Substitute "stone" for each "rock" in all the records below, and give the records again with nothing else changed. Omit the pictures.

:: DATA PROVIDED ::

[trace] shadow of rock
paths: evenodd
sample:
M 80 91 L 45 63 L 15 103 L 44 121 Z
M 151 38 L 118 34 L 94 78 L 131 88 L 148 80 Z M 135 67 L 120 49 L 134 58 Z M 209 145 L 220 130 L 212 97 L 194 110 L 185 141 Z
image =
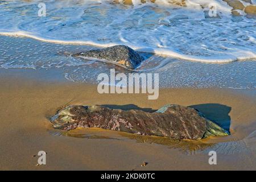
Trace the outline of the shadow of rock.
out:
M 203 113 L 206 118 L 229 131 L 231 118 L 229 114 L 231 107 L 219 104 L 204 104 L 189 106 Z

:::

» **ANSWER**:
[trace] shadow of stone
paths: evenodd
sample:
M 80 91 L 45 63 L 15 103 L 44 121 Z
M 151 38 L 118 34 L 94 78 L 131 88 L 148 80 Z M 135 67 L 120 49 L 134 58 Z M 209 145 L 220 130 L 212 97 L 194 110 L 185 141 Z
image =
Trace the outline of the shadow of stone.
out:
M 203 113 L 206 118 L 229 131 L 231 118 L 229 114 L 231 107 L 219 104 L 204 104 L 189 106 Z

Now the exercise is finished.